TEXT SECTION:
---+---
It’s essential to understand the difference between levelized, and normalized cost. The levelized cost of electricity is a payback approach. It says, how much electricity must we sell at what price to recoup our costs by when. Normalized electricity says, wait a moment. We need to take a broader view of all the costs and benefits of the proposal.
How Normalized Electricity Cost Goes About This

The normalized cost approach takes a wider view. It says for example, your diesel auto factory may make a profit but what about the implications for global warming? We have to do this, because new green energy project costs are in 2019 dollars, whereas a decades old coal power station dates from a different economic era.
Therefore, normalized electricity cost wants to include the social costs of the coal power station that accrue outside its balance sheet. It asks questions like what is the social cost of releasing greenhouse gases. Moreover what is the long term damage to the aquifer caused by coal mining? The answers to these fundamental questions may make wind and solar cheaper in reality.
Project 90 by 2030 Rips into Nuclear Illusion

Project 90 wants to inspire and mobilize a low carbon generation. It disputes nuclear energy’s claim to be a cheap alternative to coal. What about the externalities it asks. We need to factor in the cost, and environmental impacts of uranium mining, enrichment, and disposing of spent fuel and nuclear waste.
Shale gas fracking is perhaps even more far reaching in terms of damage to the environment, atmospheric pollution, and the long-term implications underground. By comparison, the normalized electricity cost of solar, and especially wind is far closer to its capital and operating cost.
When somebody says green energy is more expensive perhaps we should say, shall we level the playing field first and then we shall see.
---+---
DATA SUPPLIED:
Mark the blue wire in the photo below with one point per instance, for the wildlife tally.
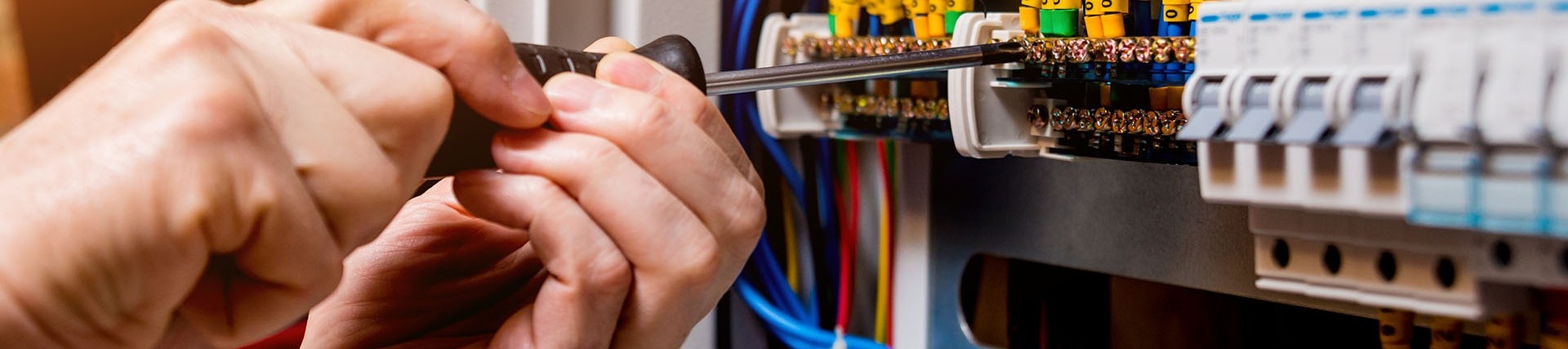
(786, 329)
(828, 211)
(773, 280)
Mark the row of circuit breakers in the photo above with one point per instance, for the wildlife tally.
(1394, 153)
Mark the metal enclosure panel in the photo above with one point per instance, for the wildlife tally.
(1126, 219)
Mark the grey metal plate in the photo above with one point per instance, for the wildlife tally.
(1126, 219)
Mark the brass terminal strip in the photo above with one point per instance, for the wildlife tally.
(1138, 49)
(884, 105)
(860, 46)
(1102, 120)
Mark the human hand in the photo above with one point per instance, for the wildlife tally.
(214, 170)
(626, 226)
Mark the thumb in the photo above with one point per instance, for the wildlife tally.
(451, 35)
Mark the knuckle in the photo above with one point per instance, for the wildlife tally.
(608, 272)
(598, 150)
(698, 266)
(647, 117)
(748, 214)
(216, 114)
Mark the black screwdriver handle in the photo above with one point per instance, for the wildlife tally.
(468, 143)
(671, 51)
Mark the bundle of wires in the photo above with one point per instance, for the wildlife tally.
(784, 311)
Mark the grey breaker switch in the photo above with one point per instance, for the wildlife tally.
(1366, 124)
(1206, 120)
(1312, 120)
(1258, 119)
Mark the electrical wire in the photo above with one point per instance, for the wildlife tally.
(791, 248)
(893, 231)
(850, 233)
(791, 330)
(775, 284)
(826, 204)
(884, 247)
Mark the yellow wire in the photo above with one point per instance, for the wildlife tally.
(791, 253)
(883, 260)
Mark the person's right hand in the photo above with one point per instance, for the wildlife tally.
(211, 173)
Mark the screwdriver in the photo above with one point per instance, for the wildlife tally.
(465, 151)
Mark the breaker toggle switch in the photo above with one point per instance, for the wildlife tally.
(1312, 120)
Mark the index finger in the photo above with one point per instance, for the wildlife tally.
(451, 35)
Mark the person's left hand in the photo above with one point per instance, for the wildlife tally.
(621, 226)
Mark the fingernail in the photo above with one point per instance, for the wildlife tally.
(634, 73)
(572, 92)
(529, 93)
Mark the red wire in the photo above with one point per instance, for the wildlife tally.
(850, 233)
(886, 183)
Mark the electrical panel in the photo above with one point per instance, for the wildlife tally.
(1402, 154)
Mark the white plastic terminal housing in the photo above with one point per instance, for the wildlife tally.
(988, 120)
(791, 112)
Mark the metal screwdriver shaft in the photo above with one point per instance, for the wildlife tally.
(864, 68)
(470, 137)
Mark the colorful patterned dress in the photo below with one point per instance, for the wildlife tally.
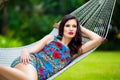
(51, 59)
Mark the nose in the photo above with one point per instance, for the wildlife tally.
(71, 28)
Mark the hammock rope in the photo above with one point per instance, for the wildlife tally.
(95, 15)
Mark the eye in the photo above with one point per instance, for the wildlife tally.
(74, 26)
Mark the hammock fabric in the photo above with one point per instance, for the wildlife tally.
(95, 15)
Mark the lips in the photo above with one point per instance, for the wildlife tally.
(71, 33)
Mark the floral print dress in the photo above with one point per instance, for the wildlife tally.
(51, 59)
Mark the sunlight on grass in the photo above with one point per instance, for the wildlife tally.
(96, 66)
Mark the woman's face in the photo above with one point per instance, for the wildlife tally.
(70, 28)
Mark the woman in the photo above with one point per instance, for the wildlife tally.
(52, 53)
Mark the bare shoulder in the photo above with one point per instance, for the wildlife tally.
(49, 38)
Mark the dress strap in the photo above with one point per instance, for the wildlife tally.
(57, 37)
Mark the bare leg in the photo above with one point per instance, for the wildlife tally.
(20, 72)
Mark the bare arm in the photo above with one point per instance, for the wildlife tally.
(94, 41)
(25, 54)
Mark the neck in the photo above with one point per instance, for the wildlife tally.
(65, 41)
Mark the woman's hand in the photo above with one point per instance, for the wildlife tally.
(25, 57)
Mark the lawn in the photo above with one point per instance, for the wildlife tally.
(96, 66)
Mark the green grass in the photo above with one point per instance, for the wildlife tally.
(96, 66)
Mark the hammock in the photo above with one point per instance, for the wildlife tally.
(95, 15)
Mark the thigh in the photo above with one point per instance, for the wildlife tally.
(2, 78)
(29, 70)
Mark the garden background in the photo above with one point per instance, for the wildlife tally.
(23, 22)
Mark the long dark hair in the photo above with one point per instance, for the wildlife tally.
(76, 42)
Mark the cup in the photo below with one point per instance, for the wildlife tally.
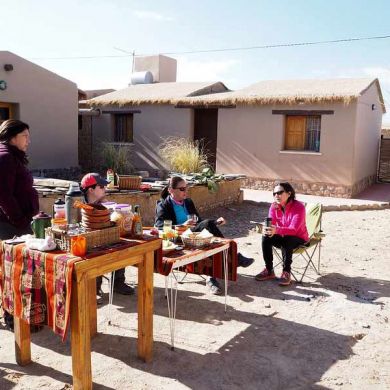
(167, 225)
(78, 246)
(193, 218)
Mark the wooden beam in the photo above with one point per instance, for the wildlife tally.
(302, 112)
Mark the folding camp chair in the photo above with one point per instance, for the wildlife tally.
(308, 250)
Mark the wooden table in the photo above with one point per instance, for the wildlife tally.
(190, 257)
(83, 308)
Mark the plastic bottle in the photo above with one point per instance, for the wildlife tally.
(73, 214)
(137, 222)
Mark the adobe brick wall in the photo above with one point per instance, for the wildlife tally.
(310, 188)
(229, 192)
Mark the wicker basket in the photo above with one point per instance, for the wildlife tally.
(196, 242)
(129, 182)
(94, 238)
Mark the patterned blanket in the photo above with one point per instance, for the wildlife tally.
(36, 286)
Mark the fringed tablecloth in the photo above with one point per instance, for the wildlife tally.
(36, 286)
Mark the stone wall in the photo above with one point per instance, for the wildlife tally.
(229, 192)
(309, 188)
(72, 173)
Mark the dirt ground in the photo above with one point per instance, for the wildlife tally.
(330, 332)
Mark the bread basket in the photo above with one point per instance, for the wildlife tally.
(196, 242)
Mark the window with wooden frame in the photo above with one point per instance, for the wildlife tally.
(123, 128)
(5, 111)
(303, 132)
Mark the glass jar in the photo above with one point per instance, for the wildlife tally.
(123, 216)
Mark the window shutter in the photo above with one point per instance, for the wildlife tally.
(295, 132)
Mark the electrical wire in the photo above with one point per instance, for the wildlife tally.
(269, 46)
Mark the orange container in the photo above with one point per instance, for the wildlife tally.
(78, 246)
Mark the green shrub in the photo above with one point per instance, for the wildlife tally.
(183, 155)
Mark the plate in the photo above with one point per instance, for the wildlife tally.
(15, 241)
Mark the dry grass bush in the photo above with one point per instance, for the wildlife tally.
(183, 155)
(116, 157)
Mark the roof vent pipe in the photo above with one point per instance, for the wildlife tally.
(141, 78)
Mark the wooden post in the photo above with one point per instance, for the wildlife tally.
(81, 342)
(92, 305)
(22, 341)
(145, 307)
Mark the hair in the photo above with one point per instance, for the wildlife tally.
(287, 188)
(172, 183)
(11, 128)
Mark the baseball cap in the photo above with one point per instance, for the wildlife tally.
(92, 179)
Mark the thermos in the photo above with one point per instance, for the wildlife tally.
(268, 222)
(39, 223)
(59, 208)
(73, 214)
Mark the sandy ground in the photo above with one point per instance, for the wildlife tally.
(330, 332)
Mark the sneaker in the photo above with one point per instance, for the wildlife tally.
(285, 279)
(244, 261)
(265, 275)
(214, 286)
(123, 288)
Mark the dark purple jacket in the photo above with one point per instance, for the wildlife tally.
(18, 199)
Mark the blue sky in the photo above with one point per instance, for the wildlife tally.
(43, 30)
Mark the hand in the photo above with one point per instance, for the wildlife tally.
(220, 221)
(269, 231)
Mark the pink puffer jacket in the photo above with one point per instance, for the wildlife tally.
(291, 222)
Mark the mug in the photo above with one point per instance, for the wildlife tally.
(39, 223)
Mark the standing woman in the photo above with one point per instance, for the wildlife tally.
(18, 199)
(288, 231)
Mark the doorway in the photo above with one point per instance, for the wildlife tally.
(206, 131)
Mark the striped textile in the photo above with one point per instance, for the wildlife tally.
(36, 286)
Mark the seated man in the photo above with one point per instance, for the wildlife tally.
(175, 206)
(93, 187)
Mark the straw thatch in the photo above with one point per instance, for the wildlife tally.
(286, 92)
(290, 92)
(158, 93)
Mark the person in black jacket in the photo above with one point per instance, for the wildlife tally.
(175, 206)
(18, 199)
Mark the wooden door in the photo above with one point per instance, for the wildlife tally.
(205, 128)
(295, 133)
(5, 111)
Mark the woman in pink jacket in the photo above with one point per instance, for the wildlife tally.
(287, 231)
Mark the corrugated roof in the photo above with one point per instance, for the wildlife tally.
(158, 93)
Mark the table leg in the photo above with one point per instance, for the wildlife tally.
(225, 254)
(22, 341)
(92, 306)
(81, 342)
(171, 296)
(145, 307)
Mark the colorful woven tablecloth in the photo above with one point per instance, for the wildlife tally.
---+---
WHAT THIS EXERCISE ASKS:
a) State whether each statement agrees with the passage on normalized electricity cost: (i) the levelized cost of electricity is described as a payback approach; (ii) Project 90 accepts nuclear energy's claim to be a cheap alternative to coal; (iii) the normalized electricity cost of wind is said to be far from its capital and operating cost. Answer each with yes or no and quote the deciding words.
b) Print the passage on normalized electricity cost from "The normalized cost" up to and including "cheaper in reality.", with no changes.
The records come from a different source than the passage on normalized electricity cost.

ANSWERS BY TASK:
a)
(i) Yes: "The levelized cost of electricity is a payback approach."
(ii) No: "It disputes nuclear energy’s claim to be a cheap alternative to coal."
(iii) No: "the normalized electricity cost of solar, and especially wind is far closer to its capital and operating cost."

b)
The normalized cost approach takes a wider view. It says for example, your diesel auto factory may make a profit but what about the implications for global warming? We have to do this, because new green energy project costs are in 2019 dollars, whereas a decades old coal power station dates from a different economic era.
Therefore, normalized electricity cost wants to include the social costs of the coal power station that accrue outside its balance sheet. It asks questions like what is the social cost of releasing greenhouse gases. Moreover what is the long term damage to the aquifer caused by coal mining? The answers to these fundamental questions may make wind and solar cheaper in reality.